- [Written exercise] Render every line of the listing below as a numbered list, omitting the blank lines.
### Source records
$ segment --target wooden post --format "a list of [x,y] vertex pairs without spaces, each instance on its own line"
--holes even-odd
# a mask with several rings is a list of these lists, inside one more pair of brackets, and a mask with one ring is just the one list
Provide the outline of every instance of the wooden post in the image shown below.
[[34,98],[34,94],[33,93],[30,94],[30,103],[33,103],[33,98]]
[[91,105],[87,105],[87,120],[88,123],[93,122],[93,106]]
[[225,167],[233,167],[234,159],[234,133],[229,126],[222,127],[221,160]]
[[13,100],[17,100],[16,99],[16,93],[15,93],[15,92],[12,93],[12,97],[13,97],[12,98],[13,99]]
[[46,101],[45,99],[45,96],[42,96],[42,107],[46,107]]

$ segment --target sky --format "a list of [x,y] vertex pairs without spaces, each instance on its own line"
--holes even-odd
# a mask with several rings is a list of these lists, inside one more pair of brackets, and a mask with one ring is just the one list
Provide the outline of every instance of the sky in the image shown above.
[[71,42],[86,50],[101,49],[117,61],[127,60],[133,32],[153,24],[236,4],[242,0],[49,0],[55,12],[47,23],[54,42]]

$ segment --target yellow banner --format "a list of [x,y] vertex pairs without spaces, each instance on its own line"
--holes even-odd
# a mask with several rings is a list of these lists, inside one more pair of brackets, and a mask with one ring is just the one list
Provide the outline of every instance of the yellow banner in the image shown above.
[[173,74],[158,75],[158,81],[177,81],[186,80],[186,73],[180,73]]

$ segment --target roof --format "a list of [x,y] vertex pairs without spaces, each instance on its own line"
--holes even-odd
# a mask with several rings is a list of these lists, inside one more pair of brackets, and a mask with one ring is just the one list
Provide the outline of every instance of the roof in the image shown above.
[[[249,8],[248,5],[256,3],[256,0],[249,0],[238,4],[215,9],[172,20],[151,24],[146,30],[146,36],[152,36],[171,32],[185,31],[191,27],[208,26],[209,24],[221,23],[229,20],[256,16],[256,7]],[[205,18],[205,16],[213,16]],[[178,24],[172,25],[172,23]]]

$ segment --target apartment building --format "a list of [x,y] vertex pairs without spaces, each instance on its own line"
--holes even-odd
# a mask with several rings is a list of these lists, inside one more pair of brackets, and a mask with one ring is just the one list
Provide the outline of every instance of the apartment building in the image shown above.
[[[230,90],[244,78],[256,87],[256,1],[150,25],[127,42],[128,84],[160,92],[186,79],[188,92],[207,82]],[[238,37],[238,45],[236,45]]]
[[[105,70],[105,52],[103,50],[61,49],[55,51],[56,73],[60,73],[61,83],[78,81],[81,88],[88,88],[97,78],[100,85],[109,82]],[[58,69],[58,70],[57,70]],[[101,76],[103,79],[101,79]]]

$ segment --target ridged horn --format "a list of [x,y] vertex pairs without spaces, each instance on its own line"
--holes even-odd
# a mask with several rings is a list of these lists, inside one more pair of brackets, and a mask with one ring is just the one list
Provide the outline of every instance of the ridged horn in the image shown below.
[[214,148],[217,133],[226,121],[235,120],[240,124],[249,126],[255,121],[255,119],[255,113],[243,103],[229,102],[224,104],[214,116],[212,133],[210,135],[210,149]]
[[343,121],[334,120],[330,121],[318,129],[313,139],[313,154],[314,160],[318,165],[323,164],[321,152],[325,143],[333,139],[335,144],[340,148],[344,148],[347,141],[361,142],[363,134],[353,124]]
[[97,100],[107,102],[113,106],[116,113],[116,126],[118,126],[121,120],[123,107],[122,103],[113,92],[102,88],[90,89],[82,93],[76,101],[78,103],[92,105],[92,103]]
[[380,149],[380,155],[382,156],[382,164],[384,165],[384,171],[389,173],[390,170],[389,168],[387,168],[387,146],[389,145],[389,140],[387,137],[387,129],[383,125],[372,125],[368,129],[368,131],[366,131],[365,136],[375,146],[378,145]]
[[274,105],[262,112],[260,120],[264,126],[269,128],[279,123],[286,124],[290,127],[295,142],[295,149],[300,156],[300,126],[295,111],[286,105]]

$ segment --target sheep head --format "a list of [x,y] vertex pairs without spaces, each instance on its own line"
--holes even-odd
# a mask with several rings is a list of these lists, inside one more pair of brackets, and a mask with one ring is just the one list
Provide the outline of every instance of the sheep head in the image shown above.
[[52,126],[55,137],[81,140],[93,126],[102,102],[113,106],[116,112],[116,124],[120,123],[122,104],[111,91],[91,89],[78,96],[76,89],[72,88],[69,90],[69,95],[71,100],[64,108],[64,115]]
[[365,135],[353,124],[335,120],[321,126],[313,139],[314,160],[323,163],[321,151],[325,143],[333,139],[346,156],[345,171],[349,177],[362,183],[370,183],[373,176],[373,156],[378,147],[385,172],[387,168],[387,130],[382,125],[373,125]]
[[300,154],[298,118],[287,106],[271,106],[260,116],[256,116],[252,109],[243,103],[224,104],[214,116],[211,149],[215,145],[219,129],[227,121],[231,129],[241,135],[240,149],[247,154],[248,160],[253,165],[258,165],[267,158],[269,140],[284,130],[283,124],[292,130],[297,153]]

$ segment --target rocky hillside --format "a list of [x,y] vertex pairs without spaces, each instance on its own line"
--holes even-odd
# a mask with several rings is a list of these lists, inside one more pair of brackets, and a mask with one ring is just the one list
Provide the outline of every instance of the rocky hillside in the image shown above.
######
- [Correct output]
1. $ segment --target wooden post --format "a list of [x,y] vertex pairs without spaces, each instance on its own line"
2. --holes even-odd
3. # a mask with several rings is a list of these lists, inside one more pair of brackets, and a mask with one ring is just the one list
4. Provide the outline of every instance of the wooden post in the image shown below.
5. [[34,98],[34,94],[33,93],[30,94],[30,103],[33,103],[33,98]]
6. [[91,105],[87,105],[87,120],[88,123],[93,122],[93,106]]
7. [[225,167],[233,167],[234,159],[234,133],[229,126],[222,127],[221,160]]
8. [[13,100],[17,100],[16,99],[16,93],[15,93],[15,92],[12,93],[12,97],[13,97],[12,98],[13,99]]
9. [[46,101],[45,99],[45,96],[42,96],[42,107],[46,107]]
10. $ segment --target sky --format "a list of [x,y] vertex pairs without spaces, each instance on its own line"
11. --holes even-odd
12. # a mask with several rings is a list of these lists, inside one more pair of brackets, and a mask with one ring is just the one list
13. Provide the outline of every instance of the sky in the image shown above.
14. [[71,42],[86,50],[101,49],[117,61],[127,60],[133,32],[153,24],[236,4],[242,0],[49,0],[55,12],[47,23],[54,42]]
15. $ segment --target yellow banner --format "a list of [x,y] vertex pairs without spaces, each instance on its own line"
16. --holes even-odd
17. # a mask with several rings is a list of these lists, inside one more pair of brackets, and a mask with one ring is just the one list
18. Provide the outline of every instance of the yellow banner in the image shown above.
19. [[173,74],[158,75],[158,81],[177,81],[186,80],[186,73],[180,73]]
20. $ segment --target roof --format "a list of [x,y] vertex pairs without spaces, each instance on its own line"
21. --holes even-odd
22. # a mask with several rings is a list of these lists, inside one more pair of brackets, and a mask with one ring is just the one list
23. Provide the outline of every instance of the roof in the image shown above.
24. [[[249,8],[248,5],[256,3],[256,0],[249,0],[238,4],[215,9],[172,20],[151,24],[146,30],[146,36],[152,36],[171,32],[185,31],[191,27],[208,26],[209,24],[221,23],[229,20],[256,16],[256,7]],[[205,18],[205,16],[213,16]],[[178,24],[172,25],[172,23]]]
25. $ segment --target apartment building --format "a list of [x,y] vertex pairs without spaces, each instance on its own line"
26. --holes even-odd
27. # a mask with several rings is a list of these lists, inside one more pair of brackets, and a mask with one ring is just the one list
28. Provide the outline of every instance of the apartment building in the image shown above.
29. [[[230,90],[244,78],[256,87],[256,1],[150,25],[127,42],[128,84],[160,92],[186,79],[188,92],[207,82]],[[238,37],[238,45],[236,45]]]
30. [[[105,70],[105,52],[103,50],[61,49],[55,51],[56,73],[60,73],[61,83],[78,81],[81,88],[88,88],[97,78],[100,85],[109,82]],[[58,69],[58,70],[57,70]],[[101,76],[103,79],[101,79]]]
31. $ segment --target ridged horn --format "a list of [x,y] vertex pairs without spaces, each instance on its own line"
32. --holes even-odd
33. # a mask with several rings is a list of these lists, inside one more pair of brackets, and a mask with one ring is just the one list
34. Provide the outline of every instance of the ridged horn in the image shown below.
35. [[214,148],[217,133],[226,121],[235,120],[240,124],[249,126],[255,121],[255,119],[255,113],[243,103],[229,102],[224,104],[214,116],[212,133],[210,135],[210,149]]
36. [[343,121],[334,120],[330,121],[318,129],[313,139],[313,154],[314,160],[318,165],[323,164],[321,152],[325,143],[333,139],[335,144],[340,148],[344,148],[347,141],[361,142],[363,134],[353,124]]
37. [[97,100],[107,102],[113,106],[116,113],[116,126],[118,126],[121,120],[123,107],[122,103],[113,92],[102,88],[90,89],[82,93],[76,101],[78,103],[92,105],[92,103]]
38. [[380,149],[380,155],[382,156],[382,164],[384,165],[384,171],[389,173],[390,170],[389,168],[387,168],[387,146],[389,145],[389,140],[387,137],[387,129],[383,125],[372,125],[368,129],[368,131],[366,131],[365,136],[375,146],[378,145]]
39. [[274,105],[262,112],[260,120],[264,126],[269,128],[279,123],[286,124],[290,127],[295,142],[295,149],[300,156],[300,126],[295,111],[286,105]]
40. $ segment --target sheep head --format "a list of [x,y] vertex pairs without spaces, each instance on its own line"
41. --holes even-odd
42. # a mask with several rings is a list of these lists, inside one more pair of brackets, and a mask with one ring is just the one list
43. Provide the outline of every instance of the sheep head in the image shown above.
44. [[52,126],[55,137],[81,140],[93,126],[102,102],[113,106],[116,112],[116,124],[120,123],[122,104],[111,91],[91,89],[78,96],[76,89],[72,88],[69,90],[69,95],[71,100],[64,108],[64,115]]
45. [[365,135],[353,124],[335,120],[321,126],[313,139],[314,160],[323,163],[321,151],[325,143],[333,139],[346,156],[345,171],[349,177],[362,183],[370,183],[373,176],[373,156],[378,147],[385,172],[387,168],[387,130],[382,125],[373,125]]
46. [[300,154],[298,118],[287,106],[271,106],[260,116],[256,116],[252,109],[243,103],[224,104],[214,116],[211,149],[215,145],[219,129],[227,121],[231,129],[241,135],[240,149],[247,154],[248,160],[253,165],[258,165],[267,158],[269,140],[284,130],[283,124],[292,130],[297,153]]
47. $ segment --target rocky hillside --format "a list of [x,y] vertex pairs without spaces, each instance on its own line"
48. --holes even-odd
49. # a mask with several rings is a list of these lists, inside one more pair of brackets, and a mask with one ring is just the one list
50. Provide the outline of every instance of the rocky hillside in the image shown above.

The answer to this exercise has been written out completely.